● THE INPUT
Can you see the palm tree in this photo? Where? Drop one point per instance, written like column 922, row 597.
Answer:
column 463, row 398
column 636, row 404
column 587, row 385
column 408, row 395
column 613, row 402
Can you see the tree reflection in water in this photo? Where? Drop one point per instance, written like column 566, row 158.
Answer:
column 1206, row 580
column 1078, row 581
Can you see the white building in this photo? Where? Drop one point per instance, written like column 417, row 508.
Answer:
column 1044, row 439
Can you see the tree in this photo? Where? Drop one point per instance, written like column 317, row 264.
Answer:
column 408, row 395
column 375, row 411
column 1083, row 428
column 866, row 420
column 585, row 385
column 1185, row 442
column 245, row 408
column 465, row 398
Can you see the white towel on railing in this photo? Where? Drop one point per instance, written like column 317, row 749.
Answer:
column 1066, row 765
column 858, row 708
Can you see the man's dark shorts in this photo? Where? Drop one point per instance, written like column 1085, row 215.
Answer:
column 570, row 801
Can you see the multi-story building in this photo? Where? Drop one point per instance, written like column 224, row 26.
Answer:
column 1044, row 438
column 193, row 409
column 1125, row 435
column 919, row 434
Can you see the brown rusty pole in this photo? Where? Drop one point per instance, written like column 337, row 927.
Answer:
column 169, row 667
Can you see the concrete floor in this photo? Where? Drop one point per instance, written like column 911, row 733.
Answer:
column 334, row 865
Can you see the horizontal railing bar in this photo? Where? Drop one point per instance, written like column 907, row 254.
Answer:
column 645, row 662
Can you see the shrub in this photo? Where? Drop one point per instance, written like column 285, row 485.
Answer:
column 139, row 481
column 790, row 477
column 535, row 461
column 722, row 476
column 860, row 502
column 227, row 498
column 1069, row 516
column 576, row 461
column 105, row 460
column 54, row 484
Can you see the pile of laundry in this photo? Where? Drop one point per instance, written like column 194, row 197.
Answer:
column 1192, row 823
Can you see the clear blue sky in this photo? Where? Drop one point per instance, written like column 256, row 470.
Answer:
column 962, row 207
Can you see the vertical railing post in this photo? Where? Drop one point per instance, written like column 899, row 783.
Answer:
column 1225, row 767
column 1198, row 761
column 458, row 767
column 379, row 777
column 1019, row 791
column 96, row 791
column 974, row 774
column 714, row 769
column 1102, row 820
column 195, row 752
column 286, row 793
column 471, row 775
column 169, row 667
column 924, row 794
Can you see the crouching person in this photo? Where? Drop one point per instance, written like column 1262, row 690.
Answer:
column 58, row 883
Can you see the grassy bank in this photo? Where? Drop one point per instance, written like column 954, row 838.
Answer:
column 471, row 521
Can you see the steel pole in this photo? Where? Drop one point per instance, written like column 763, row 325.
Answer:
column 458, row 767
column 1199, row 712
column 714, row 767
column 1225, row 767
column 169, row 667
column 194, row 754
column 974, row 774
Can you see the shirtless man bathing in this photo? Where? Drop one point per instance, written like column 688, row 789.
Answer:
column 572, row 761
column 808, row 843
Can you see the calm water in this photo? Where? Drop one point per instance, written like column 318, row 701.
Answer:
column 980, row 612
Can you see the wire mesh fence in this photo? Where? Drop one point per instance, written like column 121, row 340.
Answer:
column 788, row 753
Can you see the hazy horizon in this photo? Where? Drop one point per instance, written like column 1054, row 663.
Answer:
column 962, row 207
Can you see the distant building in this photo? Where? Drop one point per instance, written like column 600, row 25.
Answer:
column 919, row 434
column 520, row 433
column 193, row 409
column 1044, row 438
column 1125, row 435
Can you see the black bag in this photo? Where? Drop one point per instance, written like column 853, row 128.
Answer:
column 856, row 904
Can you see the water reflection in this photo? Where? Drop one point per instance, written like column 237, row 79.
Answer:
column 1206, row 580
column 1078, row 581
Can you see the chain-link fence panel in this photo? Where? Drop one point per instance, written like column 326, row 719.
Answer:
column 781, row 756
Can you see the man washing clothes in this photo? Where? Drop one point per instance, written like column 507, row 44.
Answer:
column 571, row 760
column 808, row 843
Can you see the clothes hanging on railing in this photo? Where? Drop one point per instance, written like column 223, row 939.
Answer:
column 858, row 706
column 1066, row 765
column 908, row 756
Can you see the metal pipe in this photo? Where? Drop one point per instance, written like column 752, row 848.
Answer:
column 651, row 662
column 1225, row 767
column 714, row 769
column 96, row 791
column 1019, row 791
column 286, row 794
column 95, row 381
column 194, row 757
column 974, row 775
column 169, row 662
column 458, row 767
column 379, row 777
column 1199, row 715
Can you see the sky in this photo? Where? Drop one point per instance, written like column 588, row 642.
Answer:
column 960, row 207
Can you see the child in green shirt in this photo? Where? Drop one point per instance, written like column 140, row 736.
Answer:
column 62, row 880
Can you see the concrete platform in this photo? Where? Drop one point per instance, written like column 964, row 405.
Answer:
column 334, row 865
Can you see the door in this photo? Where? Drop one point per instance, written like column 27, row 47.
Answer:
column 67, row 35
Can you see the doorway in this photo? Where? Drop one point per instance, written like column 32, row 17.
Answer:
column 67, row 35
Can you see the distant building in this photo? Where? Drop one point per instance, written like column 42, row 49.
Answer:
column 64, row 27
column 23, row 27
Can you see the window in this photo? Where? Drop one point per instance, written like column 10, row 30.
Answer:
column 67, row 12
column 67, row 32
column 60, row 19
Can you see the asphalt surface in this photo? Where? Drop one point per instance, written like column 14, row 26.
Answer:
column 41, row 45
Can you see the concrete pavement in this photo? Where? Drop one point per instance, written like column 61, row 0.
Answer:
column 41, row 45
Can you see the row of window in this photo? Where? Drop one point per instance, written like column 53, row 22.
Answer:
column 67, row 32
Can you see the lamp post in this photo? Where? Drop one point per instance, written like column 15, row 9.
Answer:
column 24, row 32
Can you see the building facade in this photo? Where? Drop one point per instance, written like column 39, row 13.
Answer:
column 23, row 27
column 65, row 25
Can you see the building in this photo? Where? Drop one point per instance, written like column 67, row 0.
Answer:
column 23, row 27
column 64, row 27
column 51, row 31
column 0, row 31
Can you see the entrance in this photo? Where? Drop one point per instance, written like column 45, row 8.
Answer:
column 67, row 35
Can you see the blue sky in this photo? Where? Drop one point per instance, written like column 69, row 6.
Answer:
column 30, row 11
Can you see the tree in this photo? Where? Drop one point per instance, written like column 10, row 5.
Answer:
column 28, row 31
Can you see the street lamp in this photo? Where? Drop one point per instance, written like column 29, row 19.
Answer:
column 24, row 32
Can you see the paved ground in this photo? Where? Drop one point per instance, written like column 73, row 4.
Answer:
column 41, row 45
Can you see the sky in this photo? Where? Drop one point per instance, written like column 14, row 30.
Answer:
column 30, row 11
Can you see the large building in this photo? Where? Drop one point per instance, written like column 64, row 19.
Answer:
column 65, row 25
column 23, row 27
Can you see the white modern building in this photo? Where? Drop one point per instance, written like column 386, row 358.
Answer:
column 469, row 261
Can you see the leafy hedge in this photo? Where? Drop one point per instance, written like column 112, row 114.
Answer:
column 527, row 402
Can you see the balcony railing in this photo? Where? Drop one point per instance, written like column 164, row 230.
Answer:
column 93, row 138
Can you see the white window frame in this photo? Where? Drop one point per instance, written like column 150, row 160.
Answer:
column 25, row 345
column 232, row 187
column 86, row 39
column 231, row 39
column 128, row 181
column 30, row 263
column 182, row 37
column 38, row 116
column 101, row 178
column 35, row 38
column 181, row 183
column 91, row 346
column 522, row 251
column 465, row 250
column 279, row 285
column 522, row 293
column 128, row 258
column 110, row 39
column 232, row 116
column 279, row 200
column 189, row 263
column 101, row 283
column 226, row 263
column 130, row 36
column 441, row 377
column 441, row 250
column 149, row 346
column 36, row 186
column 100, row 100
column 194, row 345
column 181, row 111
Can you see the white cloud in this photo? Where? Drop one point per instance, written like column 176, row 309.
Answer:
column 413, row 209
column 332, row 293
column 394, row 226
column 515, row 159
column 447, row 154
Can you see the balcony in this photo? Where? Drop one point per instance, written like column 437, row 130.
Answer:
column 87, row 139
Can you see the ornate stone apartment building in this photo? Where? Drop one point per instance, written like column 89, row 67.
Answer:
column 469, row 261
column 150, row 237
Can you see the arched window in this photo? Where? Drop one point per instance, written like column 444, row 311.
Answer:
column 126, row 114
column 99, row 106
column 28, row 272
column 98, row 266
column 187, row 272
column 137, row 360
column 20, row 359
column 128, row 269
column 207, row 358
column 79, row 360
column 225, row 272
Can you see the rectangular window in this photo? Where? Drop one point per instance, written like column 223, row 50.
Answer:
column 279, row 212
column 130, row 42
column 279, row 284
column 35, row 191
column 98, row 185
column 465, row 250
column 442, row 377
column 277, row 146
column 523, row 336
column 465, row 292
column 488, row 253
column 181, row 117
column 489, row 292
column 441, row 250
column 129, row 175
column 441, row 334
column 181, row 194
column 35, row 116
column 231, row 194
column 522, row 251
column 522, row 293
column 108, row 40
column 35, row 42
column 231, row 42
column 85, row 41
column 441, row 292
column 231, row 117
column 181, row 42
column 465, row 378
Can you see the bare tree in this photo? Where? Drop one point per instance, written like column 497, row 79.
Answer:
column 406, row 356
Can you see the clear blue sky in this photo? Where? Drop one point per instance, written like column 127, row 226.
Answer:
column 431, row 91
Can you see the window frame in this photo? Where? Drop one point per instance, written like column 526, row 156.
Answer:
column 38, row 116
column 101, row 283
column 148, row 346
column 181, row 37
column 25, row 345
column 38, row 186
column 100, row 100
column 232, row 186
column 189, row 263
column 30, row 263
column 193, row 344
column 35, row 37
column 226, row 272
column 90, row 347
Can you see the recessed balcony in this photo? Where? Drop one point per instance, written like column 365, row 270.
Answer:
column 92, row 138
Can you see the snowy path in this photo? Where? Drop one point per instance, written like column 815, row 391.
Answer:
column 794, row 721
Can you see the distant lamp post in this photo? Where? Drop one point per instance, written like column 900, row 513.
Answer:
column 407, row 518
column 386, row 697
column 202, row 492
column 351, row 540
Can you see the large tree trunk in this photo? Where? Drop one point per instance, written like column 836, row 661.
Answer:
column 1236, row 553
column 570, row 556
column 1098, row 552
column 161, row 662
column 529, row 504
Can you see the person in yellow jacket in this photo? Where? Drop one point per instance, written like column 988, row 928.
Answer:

● WORK INSTRUCTIONS
Render as a JSON list of strings the lines of the data above, starting at the line that contains "Can you see the metal" and ending at the line that contains "column 960, row 207", with both of those lines included. Give one string per line and leave out any blank lines.

● RESULT OF THIS EXERCISE
[
  "Can you see the metal pipe in this photo? Where? Drop one point per instance, written like column 752, row 848.",
  "Answer:",
  "column 651, row 662",
  "column 1225, row 767",
  "column 714, row 769",
  "column 96, row 791",
  "column 1019, row 791",
  "column 286, row 794",
  "column 95, row 381",
  "column 194, row 757",
  "column 974, row 775",
  "column 169, row 662",
  "column 458, row 767",
  "column 379, row 777",
  "column 1199, row 715",
  "Can you see the sky in this photo? Where? Drop one point per instance, written like column 588, row 642.",
  "Answer:",
  "column 960, row 207"
]